§ **Text passage**:
↓

At first level, your average Wookie Soldier will have a Will save of 10. The Dark Jedi is wandering around with a +12 to that check (trained, skill focus, 14 Cha). The Dark Jedi picks up the Wookie using Move Object, hurling it another character - a Noble with a Reflex defense of 12. Both characters take 2d6 damage - and couldn't avoid it unless the Dark Jedi rolled less than 3 (in which case he failed the basic check).

By tenth level, the Wookie has managed to get his Will save up to 19, and the Dark Jedi has a +17 to his check. Still favours the Dark Jedi.

By twentieth level, the Wookie is at Will of 29, and he Dark Jedi is at +22. Still favours the Dark Jedi! (Actually, using skill bonuses, the Dark Jedi may well be at +24...)

Ultimately, the fact that the skill system and attack/defense systems are built on utterly different scales undermines the Use the Force skill; and why I would strongly recommend using a variant of the 4E attack system for the Use the Force attack powers.

The maths is still problematic, but it's much easier to judge than the basic version.

Note also that a basic jedi can use these powers:
* Force Slam (vs Fort)
* Force Grip (vs Will)
* Move Object (vs Ref)

It's not very hard at all to target the weak defense of a character - and it'll be weak.


----------



## Fifth Element (Jul 5, 2012)

Quickleaf said:


> Picture or it didn't happen



You want a 4-dimensional _picture_? You're blowing my mind.


----------



## MerricB (Jul 5, 2012)

Just found the stats for the 14th level version of my Star Wars character:

Miles - Noble 10/Officer 4
Fort 25, Ref 29, Will 30.
Best skills: +21.
Attack: blaster +13
Relevant feats: Improved Defenses.

At this point, my best defense (Will) is giving a 50/50 chance against a regular Force User. However, I'm still utterly weak with Fort.

14th is about where the maths finally begins to work for skills vs defenses, btw. That's a lot of levels where it *doesn't* work.


----------



## Umbran (Jul 5, 2012)

Quickleaf said:


> Sure it's not exact, but it's in the ball park isn't it?




Thing is, it is a pretty small ballpark.  If the estimate is off by two, we're dropping from talking about a 50/50 chance (which some folks find acceptable, though I find a bit short for what is basically a PC encounter power), down to a 40% chance - which is where most folks will just punt and try something else if they can.

↑

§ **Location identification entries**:
↓

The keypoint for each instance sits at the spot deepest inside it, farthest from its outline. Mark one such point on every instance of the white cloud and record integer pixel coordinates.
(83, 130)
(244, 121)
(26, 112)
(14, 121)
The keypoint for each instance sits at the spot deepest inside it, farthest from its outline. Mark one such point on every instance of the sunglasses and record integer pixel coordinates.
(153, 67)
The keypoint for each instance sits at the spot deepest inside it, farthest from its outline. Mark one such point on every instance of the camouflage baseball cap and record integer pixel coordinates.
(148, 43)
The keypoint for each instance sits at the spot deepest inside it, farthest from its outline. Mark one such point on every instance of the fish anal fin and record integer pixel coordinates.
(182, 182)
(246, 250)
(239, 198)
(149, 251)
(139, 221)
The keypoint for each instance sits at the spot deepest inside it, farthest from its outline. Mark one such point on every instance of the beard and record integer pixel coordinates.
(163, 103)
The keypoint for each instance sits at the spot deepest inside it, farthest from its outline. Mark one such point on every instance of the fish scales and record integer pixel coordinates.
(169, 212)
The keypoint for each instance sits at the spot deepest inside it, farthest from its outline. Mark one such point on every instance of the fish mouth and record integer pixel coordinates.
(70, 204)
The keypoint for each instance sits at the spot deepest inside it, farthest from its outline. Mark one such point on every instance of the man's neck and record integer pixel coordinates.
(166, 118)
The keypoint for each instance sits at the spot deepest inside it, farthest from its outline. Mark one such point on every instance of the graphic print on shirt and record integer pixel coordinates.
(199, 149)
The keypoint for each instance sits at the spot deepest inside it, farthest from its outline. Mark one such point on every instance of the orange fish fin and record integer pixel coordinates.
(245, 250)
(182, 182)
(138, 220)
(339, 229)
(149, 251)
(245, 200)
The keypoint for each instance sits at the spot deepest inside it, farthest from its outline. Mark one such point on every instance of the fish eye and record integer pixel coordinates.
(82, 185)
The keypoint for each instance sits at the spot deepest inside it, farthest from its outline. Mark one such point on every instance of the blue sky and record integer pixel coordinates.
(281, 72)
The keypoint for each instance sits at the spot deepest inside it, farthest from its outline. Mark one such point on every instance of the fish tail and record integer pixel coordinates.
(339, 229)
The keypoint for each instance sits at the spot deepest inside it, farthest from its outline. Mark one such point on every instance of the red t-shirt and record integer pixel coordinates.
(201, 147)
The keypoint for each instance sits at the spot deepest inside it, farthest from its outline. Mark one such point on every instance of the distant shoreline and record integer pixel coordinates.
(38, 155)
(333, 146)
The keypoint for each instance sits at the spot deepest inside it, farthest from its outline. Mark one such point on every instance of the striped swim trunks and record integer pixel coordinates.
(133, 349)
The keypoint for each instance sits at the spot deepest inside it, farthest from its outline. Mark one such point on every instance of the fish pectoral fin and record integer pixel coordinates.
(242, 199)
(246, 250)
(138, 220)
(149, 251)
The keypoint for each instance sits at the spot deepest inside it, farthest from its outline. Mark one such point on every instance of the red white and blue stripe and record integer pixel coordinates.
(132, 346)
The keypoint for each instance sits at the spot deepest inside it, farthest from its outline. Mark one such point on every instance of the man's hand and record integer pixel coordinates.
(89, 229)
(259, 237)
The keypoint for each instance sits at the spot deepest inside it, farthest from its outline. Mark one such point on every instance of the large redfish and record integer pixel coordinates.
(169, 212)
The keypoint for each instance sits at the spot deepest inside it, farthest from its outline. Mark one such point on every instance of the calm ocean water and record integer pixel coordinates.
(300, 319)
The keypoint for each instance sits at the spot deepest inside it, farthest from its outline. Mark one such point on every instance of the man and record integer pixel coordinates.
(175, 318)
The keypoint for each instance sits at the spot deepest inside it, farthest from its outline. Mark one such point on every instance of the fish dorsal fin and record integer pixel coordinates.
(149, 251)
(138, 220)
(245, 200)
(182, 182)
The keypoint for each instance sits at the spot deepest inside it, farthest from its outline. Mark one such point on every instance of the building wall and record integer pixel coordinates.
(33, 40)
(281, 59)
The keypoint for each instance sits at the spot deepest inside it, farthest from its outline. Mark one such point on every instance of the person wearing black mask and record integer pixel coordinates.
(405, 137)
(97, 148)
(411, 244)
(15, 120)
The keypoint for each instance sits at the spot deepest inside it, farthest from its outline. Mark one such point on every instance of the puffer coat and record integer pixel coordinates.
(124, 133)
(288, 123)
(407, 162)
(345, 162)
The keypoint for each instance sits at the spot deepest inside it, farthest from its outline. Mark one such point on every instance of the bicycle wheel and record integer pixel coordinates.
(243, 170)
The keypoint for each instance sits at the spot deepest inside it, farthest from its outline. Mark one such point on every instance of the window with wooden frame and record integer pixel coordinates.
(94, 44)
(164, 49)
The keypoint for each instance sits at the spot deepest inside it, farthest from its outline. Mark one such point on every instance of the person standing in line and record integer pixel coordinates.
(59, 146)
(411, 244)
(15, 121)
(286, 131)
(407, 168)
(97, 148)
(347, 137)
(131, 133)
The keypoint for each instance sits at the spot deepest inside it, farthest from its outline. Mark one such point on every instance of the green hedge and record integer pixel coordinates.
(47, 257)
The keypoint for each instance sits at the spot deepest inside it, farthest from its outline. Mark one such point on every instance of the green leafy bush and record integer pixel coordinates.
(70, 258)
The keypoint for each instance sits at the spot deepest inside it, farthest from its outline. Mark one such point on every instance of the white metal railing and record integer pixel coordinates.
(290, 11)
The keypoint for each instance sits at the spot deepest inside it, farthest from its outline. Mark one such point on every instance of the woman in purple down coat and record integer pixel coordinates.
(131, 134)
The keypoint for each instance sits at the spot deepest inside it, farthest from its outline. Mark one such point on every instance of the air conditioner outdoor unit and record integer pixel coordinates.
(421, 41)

↑

§ **Requirement A**: Report every line of the entries that contains the word "person".
§ **Requirement B**: Go on with the forum thread about Use the Force checks against defenses, picking up after its final sentence.

§ **Final answer A**:
The keypoint for each instance sits at the spot deepest inside it, farthest from its outline. Mark one such point on every instance of the person wearing black mask and record integer pixel coordinates.
The keypoint for each instance sits at the spot deepest inside it, farthest from its outline. Mark one such point on every instance of the person standing in line and record integer pixel coordinates.

§ **Final answer B**:
MerricB said:


> It isn't.




Your assertion is noted.  

It does not match my personal experience - and that makes sense, because "typical" in this case is a matter of encounter and adventure design.  If your GM isn't pitting you against the equivalent of PCs of your own level, this assertion may not be relevant.



> At first level, your average Wookie Soldier will have a Will save of 10. The Dark Jedi is wandering around with a +12 to that check (trained, skill focus, 14 Cha).




I already said that yes, if they stack it on early, that feat gives people a big pump up for a while.  We'd already mentioned that a level limit might do the trick.



> By tenth level, the Wookie has managed to get his Will save up to 19, and the Dark Jedi has a +17 to his check. Still favors the Dark Jedi.




This is kind of a cherry-picked, worst case example, isn't it?  

I would like to remember that we are talking about what _house rules_ should be applied.  That "people" (generic masses) can abuse the point isn't really relevant, because for this one game, we are talking about a handful - a handful the GM may know personally, and at least can speak to before play begins.

That a thing *can* be abused, in a general sense, doesn't matter when you can determine if it *will* be abused in your particular case, does it?



> By twentieth level, the Wookie is at Will of 29, and he Dark Jedi is at +22. Still favours the Dark Jedi! (Actually, using skill bonuses, the Dark Jedi may well be at +24...)




Yes, and meanwhile, how many droids can that same wookie tear apart with his bare paws?  

We have to be careful when we consider balance in game design - do you really want balance that says, "No choice you make in building your character can leave you vulnerable"?  Yes, the Wookie has a low wisdom.  That player chose to be a wookie, though, and he's gotten benefits from it that are being ignored in this analysis.  The wookie is vulnerable to the Jedi, but someone else is vulnerable to the wookie.  Rock-scissors-paper is one form of balance that is often seen as acceptable.



> It's not very hard at all to target the weak defense of a character - and it'll be weak.




Well, here's the thing...

If a *PC* took that spread of powers, so he or she could *always* target the weak save (which assumes he knows which one is weak), that PC... now can't do a whole lot else.   Jedi *stink* for skill choice, so you've now created a one-trick-pony character.  Yes, it is very good at what it does, and it doesn't do a whole lot else.  How bored is that player going to be?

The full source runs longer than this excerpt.